Assignment:
Write out the full set of records exactly. Any pictures in them do not belong in the copy.

Start of Information shown

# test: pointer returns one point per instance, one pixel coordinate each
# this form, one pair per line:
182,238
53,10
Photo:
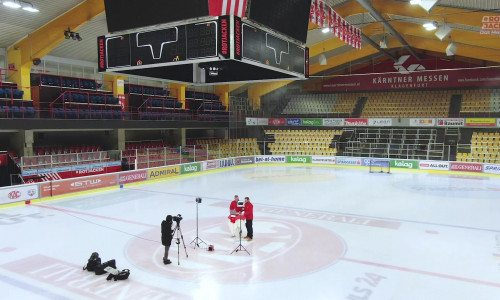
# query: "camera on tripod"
177,218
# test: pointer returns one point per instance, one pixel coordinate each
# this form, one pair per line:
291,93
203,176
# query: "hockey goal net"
380,166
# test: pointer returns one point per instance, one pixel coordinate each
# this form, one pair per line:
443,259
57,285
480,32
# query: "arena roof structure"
396,25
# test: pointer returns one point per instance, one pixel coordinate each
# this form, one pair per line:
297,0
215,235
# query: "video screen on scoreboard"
290,17
129,14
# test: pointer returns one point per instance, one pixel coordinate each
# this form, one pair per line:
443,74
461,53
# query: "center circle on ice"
280,249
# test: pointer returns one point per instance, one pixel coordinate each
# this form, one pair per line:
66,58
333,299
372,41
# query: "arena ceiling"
399,22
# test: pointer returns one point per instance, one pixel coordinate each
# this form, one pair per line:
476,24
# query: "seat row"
164,104
93,99
70,82
71,113
11,93
213,117
201,96
212,106
52,150
17,112
147,90
151,115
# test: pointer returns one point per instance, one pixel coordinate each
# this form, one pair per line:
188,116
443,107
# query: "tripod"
197,241
240,246
177,230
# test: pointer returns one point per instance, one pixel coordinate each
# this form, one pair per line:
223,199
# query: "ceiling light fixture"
11,4
68,34
430,26
27,6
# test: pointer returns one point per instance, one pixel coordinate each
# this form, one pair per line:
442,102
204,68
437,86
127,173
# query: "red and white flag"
331,20
228,7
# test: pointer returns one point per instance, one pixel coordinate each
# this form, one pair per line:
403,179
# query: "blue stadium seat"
16,112
4,111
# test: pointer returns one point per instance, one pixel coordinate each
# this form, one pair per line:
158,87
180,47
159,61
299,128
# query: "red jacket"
234,206
249,211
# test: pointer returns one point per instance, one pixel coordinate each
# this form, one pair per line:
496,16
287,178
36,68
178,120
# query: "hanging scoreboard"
222,50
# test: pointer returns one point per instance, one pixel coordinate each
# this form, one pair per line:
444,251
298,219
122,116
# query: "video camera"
177,218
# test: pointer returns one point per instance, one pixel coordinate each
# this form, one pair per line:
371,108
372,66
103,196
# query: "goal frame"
378,165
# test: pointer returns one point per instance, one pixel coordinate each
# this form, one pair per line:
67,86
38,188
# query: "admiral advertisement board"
329,160
251,121
333,122
270,159
355,122
375,162
312,122
55,188
451,122
348,161
466,167
422,122
480,122
262,121
293,122
163,172
277,122
18,193
404,164
492,169
379,122
248,160
209,165
134,176
434,165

End of Information shown

Exercise response:
# test: pointer returns one point per instance, one pixel coordinate each
# this form, one pair per line:
182,238
53,10
Photo:
# query: "camera on tripod"
177,218
# test: pointer returns one point per instance, one pixel coordinate each
# this form, one pair per line:
291,93
203,176
# query: "hockey goal net"
380,166
# test: pointer returns one point per instance, one pixel coordinate each
# this form, one pair per line:
443,259
57,285
480,32
# query: "arena roof structure"
396,25
# test: pointer returns one point per instance, one pixel coordinate each
# this form, one pair per line:
297,0
215,235
# query: "video screen on scoreboard"
290,17
129,14
# test: pointer returns one point per instance, one pixel coordinate each
# this form, one pair per line:
443,74
461,53
# query: "center circle on ice"
280,249
# test: pointer returns one point per instance, one pixel coordinate each
# this form, one pair per line:
66,58
333,299
372,41
# query: "arena ceiling"
399,22
# test: pointer returns one point per instance, one pixel coordinate each
# this form, one pair per line:
476,24
# query: "seat row"
164,104
93,99
70,82
71,113
11,93
213,117
201,96
212,106
52,150
17,112
147,90
151,115
# test: pointer returns one point per instance, one pixel coordinate each
# this form, one pair per line:
188,116
443,107
# query: "tripod"
197,241
240,246
177,230
# test: pointer returns one point per instance, one pixel coordinate each
# this form, one pair per line:
223,199
# query: "ceiling light fixture"
11,4
68,34
430,26
27,6
# test: pointer returns one point per instance, one pixel coordinate each
# this form, one pair per line:
442,102
204,68
437,86
127,173
# query: "red and white flag"
331,20
228,7
# test: pointer returns one point per instance, one pixel coordinate each
# this form, one pair per line:
403,179
# query: "blue stadium seat"
16,112
4,111
# test: pointer returns one point per instance, one pixel coordinate each
# this form, one pair per line:
158,87
180,47
159,61
299,128
# query: "red jacket"
234,206
249,211
# test: pointer returns one point per instance, one pixel coordinate each
# this form, one pair per line:
496,16
287,178
36,68
178,120
# query: "hanging scoreboard"
222,50
# test: pointer returns one point per instance, one pixel coordinate each
# this form, one pair per line:
444,251
298,219
122,116
# query: "video camera"
177,218
# test: pointer returns one point per instance, one pixel coordinate each
# this form, one pair per line:
371,108
372,66
103,196
# query: "goal frame"
378,165
# test: pointer returns one point per instance, one pixel coordinate each
# this form, one pair per line:
67,86
38,188
# query: "admiral advertisement board"
329,160
251,121
333,122
270,159
355,122
375,162
312,122
55,188
451,122
348,161
466,167
422,122
480,122
262,121
293,122
163,172
277,122
18,193
404,164
492,169
379,122
248,160
209,165
134,176
434,165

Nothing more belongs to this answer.